There are 28 recognized subspecies of Apis mellifera based largely on geographic variations. All subspecies are cross-fertile. Geographic isolation led to numerous local adaptations. These adaptations include brood cycles synchronized with the bloom period of local flora, forming a winter cluster in colder climates, migratory swarming in Africa, enhanced (long-distance) foraging behavior in desert areas, and numerous other inherited traits.
The Africanized honey bees in the Western Hemisphere are descended from hives operated by biologist Warwick E. Kerr, who had interbred honey bees from Europe and southern Africa. Kerr was attempting to breed a strain of bees that would produce more honey and be better adapted to tropical conditions (i.e., more productive) than the European strain of honey bee currently in use throughout North, Central and South America. The hives containing this particular Africanized subspecies, were housed at an apiary near Rio Claro, São Paulo, in the southeast of Brazil and were noted to be especially defensive. These hives had been fitted with special excluder screens (called queen excluders) to prevent the larger queen bees and drones from getting out and mating with the local population of European bees. According to Kerr, in October 1957 a visiting beekeeper, noticing that the queen excluders were interfering with the worker bees' movement, removed them resulting in the accidental release of 26 Tanganyikan swarms of A. m. scutellata. Following this accidental release, the Africanized swarms spread out and cross-bred with local European colonies; their descendants have since spread throughout the Americas. Because their movement through South and Central America was rapid and largely unassisted by humans, Africanized bees have earned the reputation of being one of the most successful biologically invasive species of all time.

Natural-language object grounding data:
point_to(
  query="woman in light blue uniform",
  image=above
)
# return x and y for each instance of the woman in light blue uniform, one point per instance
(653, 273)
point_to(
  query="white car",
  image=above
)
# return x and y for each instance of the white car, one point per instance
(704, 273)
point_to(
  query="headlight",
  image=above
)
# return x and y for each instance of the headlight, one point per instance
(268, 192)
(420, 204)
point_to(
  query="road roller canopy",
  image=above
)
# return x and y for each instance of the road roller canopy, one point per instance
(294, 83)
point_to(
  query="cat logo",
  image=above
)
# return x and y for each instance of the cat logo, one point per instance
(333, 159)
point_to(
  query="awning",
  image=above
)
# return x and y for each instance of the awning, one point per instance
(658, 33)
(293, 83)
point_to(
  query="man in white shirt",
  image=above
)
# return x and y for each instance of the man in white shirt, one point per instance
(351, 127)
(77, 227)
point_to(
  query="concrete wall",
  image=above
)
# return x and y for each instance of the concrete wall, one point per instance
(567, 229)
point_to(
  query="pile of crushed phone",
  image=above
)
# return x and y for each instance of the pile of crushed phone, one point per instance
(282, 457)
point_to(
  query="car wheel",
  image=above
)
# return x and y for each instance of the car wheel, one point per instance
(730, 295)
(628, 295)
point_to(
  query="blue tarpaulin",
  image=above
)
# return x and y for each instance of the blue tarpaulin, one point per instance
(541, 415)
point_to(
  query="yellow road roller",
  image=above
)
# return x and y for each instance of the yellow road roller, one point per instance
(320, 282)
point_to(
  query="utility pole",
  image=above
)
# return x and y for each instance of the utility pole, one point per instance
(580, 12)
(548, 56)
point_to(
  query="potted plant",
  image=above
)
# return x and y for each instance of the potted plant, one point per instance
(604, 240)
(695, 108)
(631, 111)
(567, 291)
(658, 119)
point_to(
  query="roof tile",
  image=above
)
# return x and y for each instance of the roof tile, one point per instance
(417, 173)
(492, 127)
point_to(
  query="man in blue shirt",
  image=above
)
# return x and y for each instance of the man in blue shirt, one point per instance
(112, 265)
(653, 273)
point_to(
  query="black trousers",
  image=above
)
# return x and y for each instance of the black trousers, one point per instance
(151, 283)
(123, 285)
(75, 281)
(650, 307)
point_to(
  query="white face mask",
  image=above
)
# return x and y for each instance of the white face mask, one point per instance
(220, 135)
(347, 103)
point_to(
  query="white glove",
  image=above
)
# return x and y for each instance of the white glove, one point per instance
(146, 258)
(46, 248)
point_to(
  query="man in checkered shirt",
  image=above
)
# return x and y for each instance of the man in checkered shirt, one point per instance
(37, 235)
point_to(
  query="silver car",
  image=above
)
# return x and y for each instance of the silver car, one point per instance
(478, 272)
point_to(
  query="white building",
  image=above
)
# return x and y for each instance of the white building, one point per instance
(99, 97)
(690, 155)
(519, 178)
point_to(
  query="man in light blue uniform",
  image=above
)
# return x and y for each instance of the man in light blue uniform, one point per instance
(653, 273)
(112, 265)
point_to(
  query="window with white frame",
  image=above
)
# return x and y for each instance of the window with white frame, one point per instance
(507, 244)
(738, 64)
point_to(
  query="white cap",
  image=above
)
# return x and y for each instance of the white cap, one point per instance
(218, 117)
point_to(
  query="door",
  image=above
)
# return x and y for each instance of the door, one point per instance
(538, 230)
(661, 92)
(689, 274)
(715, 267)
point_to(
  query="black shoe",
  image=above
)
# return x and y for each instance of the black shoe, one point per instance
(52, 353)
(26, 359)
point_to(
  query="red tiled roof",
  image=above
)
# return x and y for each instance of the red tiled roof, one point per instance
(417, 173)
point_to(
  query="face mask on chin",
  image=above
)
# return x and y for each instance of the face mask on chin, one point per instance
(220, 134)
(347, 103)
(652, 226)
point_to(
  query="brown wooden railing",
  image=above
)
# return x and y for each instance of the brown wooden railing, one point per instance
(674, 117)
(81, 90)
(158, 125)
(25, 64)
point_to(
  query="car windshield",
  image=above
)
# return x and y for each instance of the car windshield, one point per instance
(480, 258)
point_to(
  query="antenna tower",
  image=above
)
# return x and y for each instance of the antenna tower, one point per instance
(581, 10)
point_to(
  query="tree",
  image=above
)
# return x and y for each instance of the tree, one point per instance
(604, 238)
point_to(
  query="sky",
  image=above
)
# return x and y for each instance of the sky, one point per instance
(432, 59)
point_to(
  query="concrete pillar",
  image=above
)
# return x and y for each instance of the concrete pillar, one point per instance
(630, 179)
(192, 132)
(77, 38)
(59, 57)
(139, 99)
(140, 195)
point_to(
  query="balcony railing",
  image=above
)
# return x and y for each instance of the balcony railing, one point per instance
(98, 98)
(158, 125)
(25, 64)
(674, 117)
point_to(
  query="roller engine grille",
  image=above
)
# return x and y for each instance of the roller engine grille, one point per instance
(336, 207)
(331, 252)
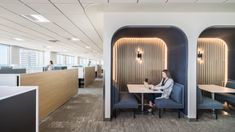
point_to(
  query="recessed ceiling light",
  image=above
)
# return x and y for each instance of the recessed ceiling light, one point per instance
(48, 47)
(18, 39)
(74, 39)
(53, 40)
(36, 18)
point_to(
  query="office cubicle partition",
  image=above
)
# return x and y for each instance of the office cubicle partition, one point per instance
(55, 88)
(19, 109)
(217, 61)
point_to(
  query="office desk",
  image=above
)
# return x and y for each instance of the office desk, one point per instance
(141, 89)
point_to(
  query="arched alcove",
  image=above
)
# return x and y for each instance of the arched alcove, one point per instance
(128, 69)
(212, 61)
(225, 34)
(175, 56)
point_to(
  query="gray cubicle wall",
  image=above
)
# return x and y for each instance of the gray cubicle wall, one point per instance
(18, 113)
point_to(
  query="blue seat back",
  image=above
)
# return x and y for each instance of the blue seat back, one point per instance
(199, 96)
(230, 84)
(177, 93)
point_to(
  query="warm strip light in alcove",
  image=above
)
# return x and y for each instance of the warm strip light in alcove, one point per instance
(226, 54)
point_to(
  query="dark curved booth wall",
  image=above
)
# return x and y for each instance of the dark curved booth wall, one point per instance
(228, 35)
(176, 42)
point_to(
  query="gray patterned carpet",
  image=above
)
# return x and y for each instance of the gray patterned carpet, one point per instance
(83, 113)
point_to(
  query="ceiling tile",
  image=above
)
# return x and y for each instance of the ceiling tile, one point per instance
(65, 1)
(122, 1)
(152, 1)
(230, 1)
(94, 1)
(211, 1)
(36, 1)
(181, 1)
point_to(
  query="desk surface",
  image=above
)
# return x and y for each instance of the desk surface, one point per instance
(9, 91)
(140, 88)
(216, 89)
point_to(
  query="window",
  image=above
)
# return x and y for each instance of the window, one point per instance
(32, 60)
(84, 62)
(60, 59)
(70, 60)
(4, 54)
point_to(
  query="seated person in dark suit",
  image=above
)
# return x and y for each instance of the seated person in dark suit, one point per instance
(165, 85)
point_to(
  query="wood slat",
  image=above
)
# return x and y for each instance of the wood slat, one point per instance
(55, 88)
(212, 70)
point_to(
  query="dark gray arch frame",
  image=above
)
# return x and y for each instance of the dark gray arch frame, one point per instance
(181, 73)
(226, 33)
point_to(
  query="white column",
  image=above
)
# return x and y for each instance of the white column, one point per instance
(14, 55)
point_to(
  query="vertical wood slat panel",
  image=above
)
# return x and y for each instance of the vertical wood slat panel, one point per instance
(128, 70)
(213, 68)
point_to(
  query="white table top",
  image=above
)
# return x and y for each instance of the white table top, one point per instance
(140, 88)
(216, 89)
(9, 91)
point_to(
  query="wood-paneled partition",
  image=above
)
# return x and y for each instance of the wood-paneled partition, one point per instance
(55, 88)
(212, 66)
(126, 69)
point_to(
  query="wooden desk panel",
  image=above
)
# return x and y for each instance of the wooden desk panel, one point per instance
(55, 88)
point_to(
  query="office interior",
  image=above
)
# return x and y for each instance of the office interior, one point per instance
(90, 65)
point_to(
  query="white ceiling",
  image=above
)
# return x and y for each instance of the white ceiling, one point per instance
(77, 18)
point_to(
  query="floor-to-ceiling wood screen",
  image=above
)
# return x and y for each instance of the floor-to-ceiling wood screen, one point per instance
(212, 67)
(126, 69)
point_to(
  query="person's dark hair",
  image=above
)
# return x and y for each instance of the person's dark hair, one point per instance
(167, 73)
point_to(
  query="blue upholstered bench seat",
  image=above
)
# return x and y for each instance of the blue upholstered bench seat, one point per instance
(230, 98)
(123, 100)
(127, 101)
(168, 103)
(209, 103)
(175, 101)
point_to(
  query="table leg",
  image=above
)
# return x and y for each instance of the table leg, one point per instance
(142, 102)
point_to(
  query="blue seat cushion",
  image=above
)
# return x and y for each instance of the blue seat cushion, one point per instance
(209, 103)
(127, 101)
(177, 93)
(168, 103)
(230, 98)
(230, 84)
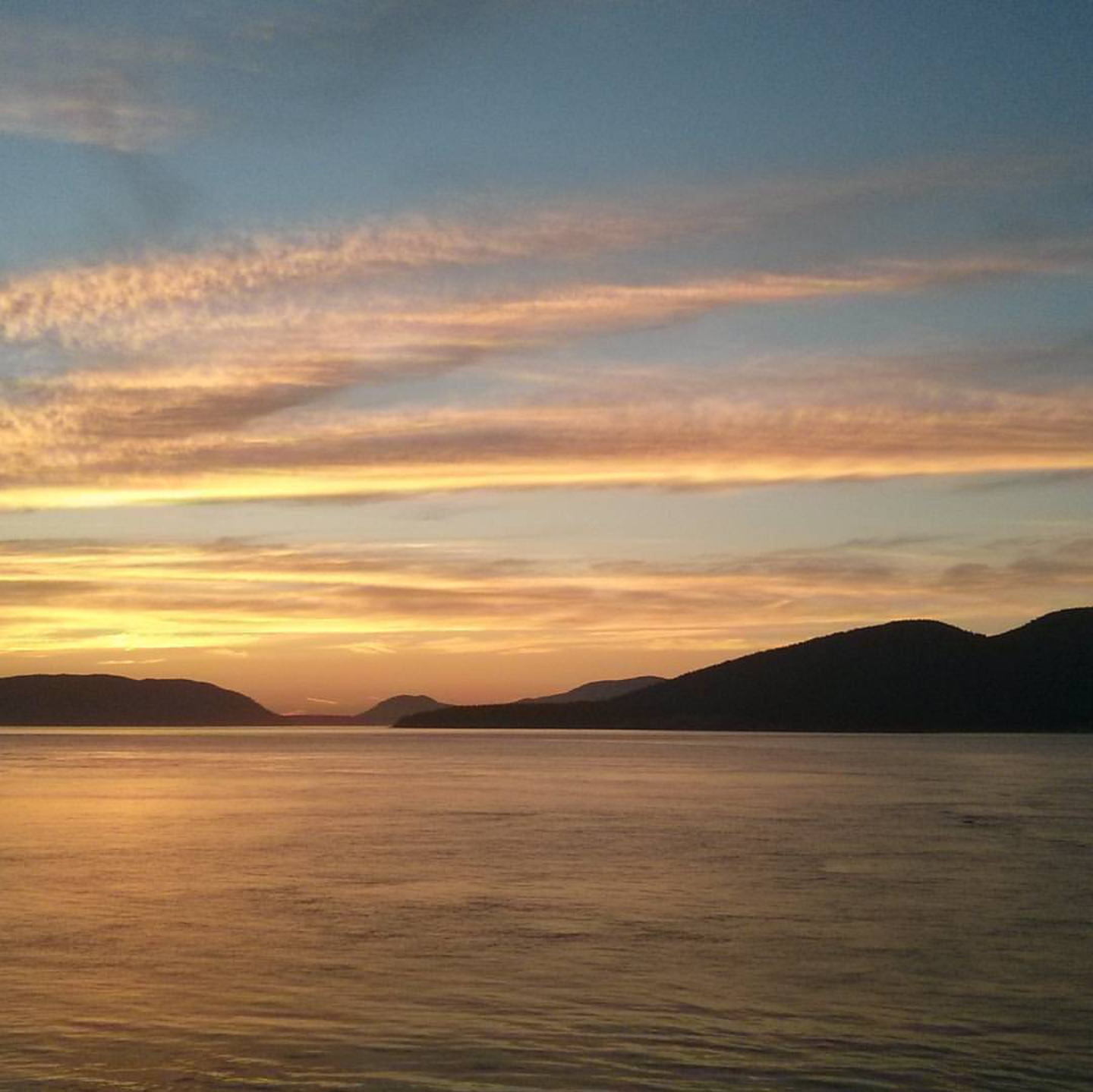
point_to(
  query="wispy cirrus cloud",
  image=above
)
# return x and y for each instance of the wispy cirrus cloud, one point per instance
(70, 455)
(211, 375)
(414, 597)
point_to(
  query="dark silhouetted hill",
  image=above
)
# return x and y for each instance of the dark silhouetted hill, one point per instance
(113, 700)
(914, 675)
(601, 690)
(390, 710)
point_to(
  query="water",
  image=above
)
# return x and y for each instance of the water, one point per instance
(396, 910)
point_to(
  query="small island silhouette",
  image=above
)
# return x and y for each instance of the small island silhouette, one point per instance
(912, 675)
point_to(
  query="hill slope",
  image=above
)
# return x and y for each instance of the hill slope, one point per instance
(914, 675)
(113, 700)
(601, 690)
(390, 710)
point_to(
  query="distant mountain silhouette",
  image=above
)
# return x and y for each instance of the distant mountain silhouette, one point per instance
(112, 700)
(390, 710)
(914, 675)
(601, 690)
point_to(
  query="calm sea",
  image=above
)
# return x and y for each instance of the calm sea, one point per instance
(484, 911)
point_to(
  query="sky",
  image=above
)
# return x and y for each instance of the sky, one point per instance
(482, 349)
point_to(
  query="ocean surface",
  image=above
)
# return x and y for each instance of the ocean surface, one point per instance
(378, 908)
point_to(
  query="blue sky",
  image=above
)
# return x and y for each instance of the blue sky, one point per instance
(480, 348)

• _LIST OF TASKS_:
1 > According to the honey bee passage, how many swarms were accidentally released near Rio Claro?
2 > Summarize the honey bee passage in two sentences.
3 > Reproduce the honey bee passage between "There are 28" and "other inherited traits.", inclusive.

• _RESPONSE LIST_:
1 > 26 Tanganyikan swarms of A. m. scutellata were released.

2 > Apis mellifera has 28 recognized subspecies, all cross-fertile, that developed local adaptations through geographic isolation. The Africanized honey bees of the Western Hemisphere descend from hives of interbred European and southern African bees kept by biologist Warwick E. Kerr in Brazil, from which 26 swarms were accidentally released in 1957 and then spread rapidly through the Americas as a highly successful invasive species.

3 >
There are 28 recognized subspecies of Apis mellifera based largely on geographic variations. All subspecies are cross-fertile. Geographic isolation led to numerous local adaptations. These adaptations include brood cycles synchronized with the bloom period of local flora, forming a winter cluster in colder climates, migratory swarming in Africa, enhanced (long-distance) foraging behavior in desert areas, and numerous other inherited traits.